-- Input material follows --

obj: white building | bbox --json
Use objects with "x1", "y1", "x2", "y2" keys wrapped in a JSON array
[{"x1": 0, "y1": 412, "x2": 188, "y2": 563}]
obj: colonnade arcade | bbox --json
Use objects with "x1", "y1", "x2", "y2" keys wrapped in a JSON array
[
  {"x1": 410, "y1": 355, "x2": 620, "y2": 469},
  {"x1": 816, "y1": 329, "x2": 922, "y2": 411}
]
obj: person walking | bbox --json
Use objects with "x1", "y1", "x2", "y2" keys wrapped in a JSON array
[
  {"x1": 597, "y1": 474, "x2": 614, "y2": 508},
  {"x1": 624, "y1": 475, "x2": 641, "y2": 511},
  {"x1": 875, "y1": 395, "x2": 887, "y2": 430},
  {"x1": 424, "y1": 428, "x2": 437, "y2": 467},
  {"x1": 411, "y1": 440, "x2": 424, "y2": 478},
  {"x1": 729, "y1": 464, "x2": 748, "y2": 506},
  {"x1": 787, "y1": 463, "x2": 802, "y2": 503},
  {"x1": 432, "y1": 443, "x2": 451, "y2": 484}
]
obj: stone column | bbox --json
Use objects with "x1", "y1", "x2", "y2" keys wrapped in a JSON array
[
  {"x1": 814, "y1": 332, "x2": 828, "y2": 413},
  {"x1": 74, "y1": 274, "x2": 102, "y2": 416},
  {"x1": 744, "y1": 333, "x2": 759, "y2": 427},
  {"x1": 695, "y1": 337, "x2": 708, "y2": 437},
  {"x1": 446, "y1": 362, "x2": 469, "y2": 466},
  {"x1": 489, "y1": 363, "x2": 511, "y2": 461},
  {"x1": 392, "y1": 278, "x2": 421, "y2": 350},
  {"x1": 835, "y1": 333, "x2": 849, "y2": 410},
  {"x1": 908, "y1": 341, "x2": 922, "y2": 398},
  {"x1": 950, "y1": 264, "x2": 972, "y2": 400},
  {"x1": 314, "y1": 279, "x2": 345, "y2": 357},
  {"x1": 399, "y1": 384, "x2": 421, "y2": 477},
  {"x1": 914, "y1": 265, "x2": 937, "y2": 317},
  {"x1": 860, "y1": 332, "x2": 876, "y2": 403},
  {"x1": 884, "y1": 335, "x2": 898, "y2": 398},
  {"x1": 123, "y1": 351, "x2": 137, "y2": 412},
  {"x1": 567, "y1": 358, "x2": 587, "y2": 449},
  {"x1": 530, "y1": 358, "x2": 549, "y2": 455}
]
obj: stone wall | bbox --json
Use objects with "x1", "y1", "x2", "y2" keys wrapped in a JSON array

-- Input material concluded --

**Task:**
Restate every entry word for word.

**Answer area:**
obj: white building | bbox --json
Use objects with "x1", "y1", "x2", "y2" keys wrapped in a JSON array
[{"x1": 0, "y1": 412, "x2": 188, "y2": 563}]
obj: colonnade arcade | bbox --json
Use objects with "x1", "y1", "x2", "y2" keys wrapped in a JSON array
[
  {"x1": 410, "y1": 355, "x2": 620, "y2": 469},
  {"x1": 816, "y1": 329, "x2": 922, "y2": 411}
]
obj: person walking | bbox --json
Use objects with "x1", "y1", "x2", "y2" keys wrapped in a JSON array
[
  {"x1": 597, "y1": 474, "x2": 614, "y2": 508},
  {"x1": 624, "y1": 475, "x2": 641, "y2": 511},
  {"x1": 875, "y1": 395, "x2": 887, "y2": 430},
  {"x1": 424, "y1": 428, "x2": 437, "y2": 467},
  {"x1": 411, "y1": 440, "x2": 424, "y2": 478},
  {"x1": 729, "y1": 464, "x2": 748, "y2": 506},
  {"x1": 787, "y1": 463, "x2": 802, "y2": 503},
  {"x1": 432, "y1": 443, "x2": 451, "y2": 484}
]
obj: stone column | bbox --json
Use objects with "x1", "y1", "x2", "y2" keys wrapped in a JSON array
[
  {"x1": 814, "y1": 332, "x2": 828, "y2": 413},
  {"x1": 74, "y1": 274, "x2": 102, "y2": 416},
  {"x1": 744, "y1": 333, "x2": 759, "y2": 427},
  {"x1": 695, "y1": 337, "x2": 708, "y2": 437},
  {"x1": 446, "y1": 362, "x2": 469, "y2": 466},
  {"x1": 489, "y1": 363, "x2": 511, "y2": 461},
  {"x1": 392, "y1": 278, "x2": 421, "y2": 350},
  {"x1": 835, "y1": 333, "x2": 849, "y2": 410},
  {"x1": 908, "y1": 341, "x2": 922, "y2": 398},
  {"x1": 950, "y1": 264, "x2": 972, "y2": 400},
  {"x1": 314, "y1": 279, "x2": 345, "y2": 357},
  {"x1": 399, "y1": 384, "x2": 421, "y2": 477},
  {"x1": 914, "y1": 265, "x2": 937, "y2": 317},
  {"x1": 860, "y1": 332, "x2": 876, "y2": 403},
  {"x1": 884, "y1": 335, "x2": 898, "y2": 398},
  {"x1": 123, "y1": 351, "x2": 137, "y2": 412},
  {"x1": 567, "y1": 358, "x2": 587, "y2": 449},
  {"x1": 530, "y1": 358, "x2": 549, "y2": 455}
]
obj: stone wall | bbox --json
Use objects with "x1", "y1", "x2", "y2" keys wrapped in a JSON array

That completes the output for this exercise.